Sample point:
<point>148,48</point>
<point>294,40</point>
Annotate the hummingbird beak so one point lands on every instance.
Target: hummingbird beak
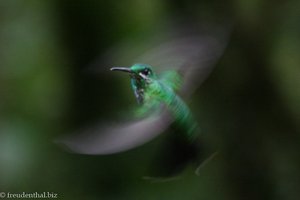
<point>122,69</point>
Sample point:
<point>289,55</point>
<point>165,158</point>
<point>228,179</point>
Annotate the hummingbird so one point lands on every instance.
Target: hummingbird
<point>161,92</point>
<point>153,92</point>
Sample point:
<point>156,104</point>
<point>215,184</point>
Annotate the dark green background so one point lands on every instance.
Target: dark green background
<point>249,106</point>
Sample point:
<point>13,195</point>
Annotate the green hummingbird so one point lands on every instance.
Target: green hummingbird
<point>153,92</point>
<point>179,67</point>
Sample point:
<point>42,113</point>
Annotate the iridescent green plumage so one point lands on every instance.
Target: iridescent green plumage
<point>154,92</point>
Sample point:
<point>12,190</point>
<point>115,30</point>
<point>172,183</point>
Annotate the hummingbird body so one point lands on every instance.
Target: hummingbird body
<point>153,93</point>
==
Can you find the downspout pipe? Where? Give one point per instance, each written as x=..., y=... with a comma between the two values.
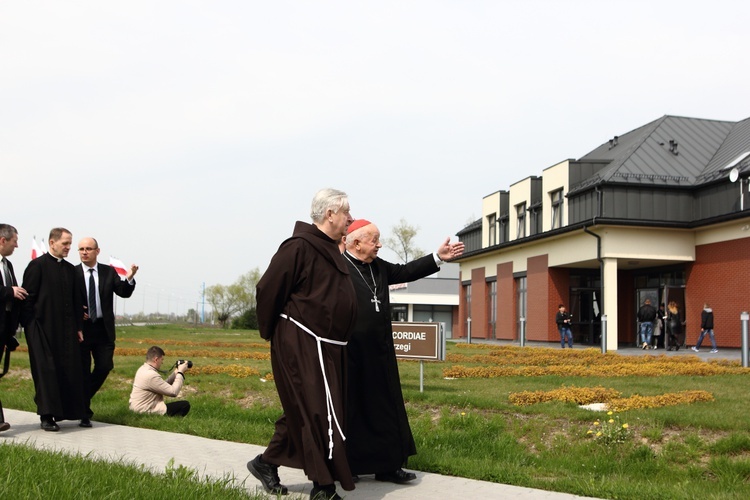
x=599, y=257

YOUR GOAL —
Find each line in the data above that contains the word "body", and copy those lines out in full.

WRITTEN ANSWER —
Annotate the hummingbird body so one point lands on every instance.
Target: hummingbird body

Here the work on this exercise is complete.